== Assignment ==
The required output is every entry below, copied exactly.
◆ ◆ ◆ ◆ ◆ ◆ ◆
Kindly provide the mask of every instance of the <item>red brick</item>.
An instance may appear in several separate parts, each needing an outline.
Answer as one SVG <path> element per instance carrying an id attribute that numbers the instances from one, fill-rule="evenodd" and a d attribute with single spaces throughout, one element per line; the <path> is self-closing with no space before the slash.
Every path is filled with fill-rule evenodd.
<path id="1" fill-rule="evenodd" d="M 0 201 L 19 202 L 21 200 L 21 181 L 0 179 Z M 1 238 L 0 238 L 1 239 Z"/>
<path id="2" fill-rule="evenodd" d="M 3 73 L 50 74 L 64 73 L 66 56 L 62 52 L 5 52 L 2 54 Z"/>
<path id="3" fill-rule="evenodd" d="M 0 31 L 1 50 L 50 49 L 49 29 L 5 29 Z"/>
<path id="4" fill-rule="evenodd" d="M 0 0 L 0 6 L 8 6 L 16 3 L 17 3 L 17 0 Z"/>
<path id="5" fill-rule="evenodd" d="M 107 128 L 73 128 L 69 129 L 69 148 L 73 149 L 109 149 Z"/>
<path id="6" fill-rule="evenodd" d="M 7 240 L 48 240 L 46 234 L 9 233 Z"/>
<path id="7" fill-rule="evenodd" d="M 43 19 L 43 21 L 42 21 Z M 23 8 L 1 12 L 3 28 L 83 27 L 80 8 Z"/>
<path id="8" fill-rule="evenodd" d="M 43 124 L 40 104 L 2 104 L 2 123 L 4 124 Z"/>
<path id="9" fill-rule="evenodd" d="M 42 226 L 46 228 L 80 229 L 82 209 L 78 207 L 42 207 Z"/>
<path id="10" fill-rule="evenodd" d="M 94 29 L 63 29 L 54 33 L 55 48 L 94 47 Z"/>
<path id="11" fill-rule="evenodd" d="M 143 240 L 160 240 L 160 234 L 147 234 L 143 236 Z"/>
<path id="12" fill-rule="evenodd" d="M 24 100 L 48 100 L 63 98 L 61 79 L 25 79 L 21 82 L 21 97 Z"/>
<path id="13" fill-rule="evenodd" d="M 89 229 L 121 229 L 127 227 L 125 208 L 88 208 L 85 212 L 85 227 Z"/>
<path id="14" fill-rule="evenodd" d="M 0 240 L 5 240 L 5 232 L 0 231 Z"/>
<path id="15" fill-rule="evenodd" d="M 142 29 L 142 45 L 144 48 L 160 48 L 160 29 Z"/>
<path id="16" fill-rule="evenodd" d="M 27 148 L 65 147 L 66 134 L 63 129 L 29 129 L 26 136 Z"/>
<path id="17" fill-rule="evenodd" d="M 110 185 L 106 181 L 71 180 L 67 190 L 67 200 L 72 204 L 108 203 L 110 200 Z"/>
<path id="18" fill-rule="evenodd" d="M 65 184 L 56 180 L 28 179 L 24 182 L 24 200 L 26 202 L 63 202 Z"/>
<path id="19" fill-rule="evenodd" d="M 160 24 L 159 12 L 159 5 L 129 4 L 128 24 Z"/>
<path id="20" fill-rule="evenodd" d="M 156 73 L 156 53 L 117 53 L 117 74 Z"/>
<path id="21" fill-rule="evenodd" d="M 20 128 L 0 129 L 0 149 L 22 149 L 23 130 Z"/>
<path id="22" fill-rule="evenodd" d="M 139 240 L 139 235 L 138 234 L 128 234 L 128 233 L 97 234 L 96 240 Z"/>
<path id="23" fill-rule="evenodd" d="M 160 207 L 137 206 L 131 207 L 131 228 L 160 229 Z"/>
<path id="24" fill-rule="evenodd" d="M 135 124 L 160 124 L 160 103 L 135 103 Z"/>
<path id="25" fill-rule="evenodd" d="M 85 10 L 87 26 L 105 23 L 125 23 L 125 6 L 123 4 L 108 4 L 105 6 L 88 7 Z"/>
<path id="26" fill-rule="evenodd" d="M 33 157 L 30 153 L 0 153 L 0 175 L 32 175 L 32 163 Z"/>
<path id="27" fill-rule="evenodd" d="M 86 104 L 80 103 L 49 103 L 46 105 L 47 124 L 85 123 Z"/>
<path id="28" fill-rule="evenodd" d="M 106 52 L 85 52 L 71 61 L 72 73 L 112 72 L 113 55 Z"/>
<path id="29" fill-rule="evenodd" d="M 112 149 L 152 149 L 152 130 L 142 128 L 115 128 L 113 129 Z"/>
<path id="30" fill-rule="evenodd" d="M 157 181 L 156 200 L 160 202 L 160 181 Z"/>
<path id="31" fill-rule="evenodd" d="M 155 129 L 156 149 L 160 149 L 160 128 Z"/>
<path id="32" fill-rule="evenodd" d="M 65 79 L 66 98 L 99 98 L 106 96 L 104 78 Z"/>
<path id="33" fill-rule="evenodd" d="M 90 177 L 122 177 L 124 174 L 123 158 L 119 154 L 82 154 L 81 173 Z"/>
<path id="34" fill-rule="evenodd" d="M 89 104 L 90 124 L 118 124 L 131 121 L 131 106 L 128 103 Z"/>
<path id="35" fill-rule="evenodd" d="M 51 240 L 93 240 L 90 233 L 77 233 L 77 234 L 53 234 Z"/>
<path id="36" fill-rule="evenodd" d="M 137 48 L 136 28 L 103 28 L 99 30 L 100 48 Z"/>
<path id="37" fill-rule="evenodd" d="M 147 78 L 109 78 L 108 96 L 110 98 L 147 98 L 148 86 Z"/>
◆ ◆ ◆ ◆ ◆ ◆ ◆
== Exercise output ==
Kindly provide the mask of every instance of the <item>red brick</item>.
An instance may appear in several separate parts, each needing an outline.
Answer as one SVG <path> element per instance carrying an id attribute that numbers the instances from one, fill-rule="evenodd" and a d attribute with single spaces throughout, one element per line; the <path> is self-closing with no space before the slash.
Every path is filled with fill-rule evenodd.
<path id="1" fill-rule="evenodd" d="M 0 201 L 19 202 L 21 200 L 21 181 L 0 179 Z M 1 238 L 0 238 L 1 239 Z"/>
<path id="2" fill-rule="evenodd" d="M 3 73 L 50 74 L 64 73 L 66 56 L 62 52 L 5 52 L 2 54 Z"/>
<path id="3" fill-rule="evenodd" d="M 0 31 L 1 50 L 50 49 L 49 29 L 5 29 Z"/>
<path id="4" fill-rule="evenodd" d="M 0 0 L 0 6 L 8 6 L 16 3 L 17 3 L 17 0 Z"/>
<path id="5" fill-rule="evenodd" d="M 107 128 L 73 128 L 69 129 L 69 148 L 73 149 L 109 149 Z"/>
<path id="6" fill-rule="evenodd" d="M 7 240 L 48 240 L 46 234 L 9 233 Z"/>
<path id="7" fill-rule="evenodd" d="M 43 19 L 43 21 L 42 21 Z M 23 8 L 1 12 L 3 28 L 83 27 L 80 8 Z"/>
<path id="8" fill-rule="evenodd" d="M 43 124 L 40 104 L 2 104 L 2 123 L 4 124 Z"/>
<path id="9" fill-rule="evenodd" d="M 42 226 L 46 228 L 80 229 L 82 209 L 78 207 L 42 207 Z"/>
<path id="10" fill-rule="evenodd" d="M 94 29 L 63 29 L 54 33 L 55 48 L 94 47 Z"/>
<path id="11" fill-rule="evenodd" d="M 143 240 L 160 240 L 160 234 L 147 234 L 143 236 Z"/>
<path id="12" fill-rule="evenodd" d="M 24 100 L 48 100 L 63 98 L 61 79 L 25 79 L 21 82 L 21 97 Z"/>
<path id="13" fill-rule="evenodd" d="M 89 229 L 121 229 L 127 227 L 125 208 L 88 208 L 85 212 L 85 227 Z"/>
<path id="14" fill-rule="evenodd" d="M 0 240 L 5 240 L 5 232 L 0 231 Z"/>
<path id="15" fill-rule="evenodd" d="M 142 29 L 142 45 L 144 48 L 160 48 L 160 29 Z"/>
<path id="16" fill-rule="evenodd" d="M 27 148 L 65 147 L 66 134 L 63 129 L 29 129 L 26 136 Z"/>
<path id="17" fill-rule="evenodd" d="M 110 185 L 106 181 L 71 180 L 67 190 L 67 200 L 72 204 L 108 203 L 110 200 Z"/>
<path id="18" fill-rule="evenodd" d="M 65 184 L 56 180 L 28 179 L 24 182 L 24 200 L 26 202 L 63 202 Z"/>
<path id="19" fill-rule="evenodd" d="M 160 24 L 159 12 L 159 5 L 129 4 L 128 24 Z"/>
<path id="20" fill-rule="evenodd" d="M 156 73 L 156 53 L 117 53 L 117 74 Z"/>
<path id="21" fill-rule="evenodd" d="M 20 128 L 0 129 L 0 149 L 22 149 L 23 130 Z"/>
<path id="22" fill-rule="evenodd" d="M 139 240 L 139 235 L 138 234 L 128 234 L 128 233 L 97 234 L 96 240 Z"/>
<path id="23" fill-rule="evenodd" d="M 160 207 L 137 206 L 131 207 L 131 228 L 160 229 Z"/>
<path id="24" fill-rule="evenodd" d="M 135 124 L 160 124 L 160 103 L 135 103 Z"/>
<path id="25" fill-rule="evenodd" d="M 85 10 L 87 26 L 105 23 L 125 23 L 125 6 L 123 4 L 108 4 L 105 6 L 88 7 Z"/>
<path id="26" fill-rule="evenodd" d="M 33 157 L 30 153 L 0 153 L 0 175 L 32 175 L 32 163 Z"/>
<path id="27" fill-rule="evenodd" d="M 86 104 L 80 103 L 49 103 L 46 105 L 47 124 L 85 123 Z"/>
<path id="28" fill-rule="evenodd" d="M 106 52 L 85 52 L 71 61 L 72 73 L 112 72 L 113 55 Z"/>
<path id="29" fill-rule="evenodd" d="M 112 149 L 152 149 L 152 130 L 142 128 L 115 128 L 113 129 Z"/>
<path id="30" fill-rule="evenodd" d="M 157 181 L 156 200 L 160 202 L 160 181 Z"/>
<path id="31" fill-rule="evenodd" d="M 155 129 L 156 149 L 160 149 L 160 128 Z"/>
<path id="32" fill-rule="evenodd" d="M 65 79 L 66 98 L 99 98 L 106 96 L 104 78 Z"/>
<path id="33" fill-rule="evenodd" d="M 90 177 L 122 177 L 124 174 L 123 158 L 119 154 L 82 154 L 81 173 Z"/>
<path id="34" fill-rule="evenodd" d="M 89 104 L 90 124 L 118 124 L 131 121 L 131 106 L 128 103 Z"/>
<path id="35" fill-rule="evenodd" d="M 51 240 L 93 240 L 90 233 L 77 233 L 77 234 L 53 234 Z"/>
<path id="36" fill-rule="evenodd" d="M 137 48 L 136 28 L 103 28 L 99 30 L 100 48 Z"/>
<path id="37" fill-rule="evenodd" d="M 147 78 L 109 78 L 108 96 L 110 98 L 147 98 L 148 86 Z"/>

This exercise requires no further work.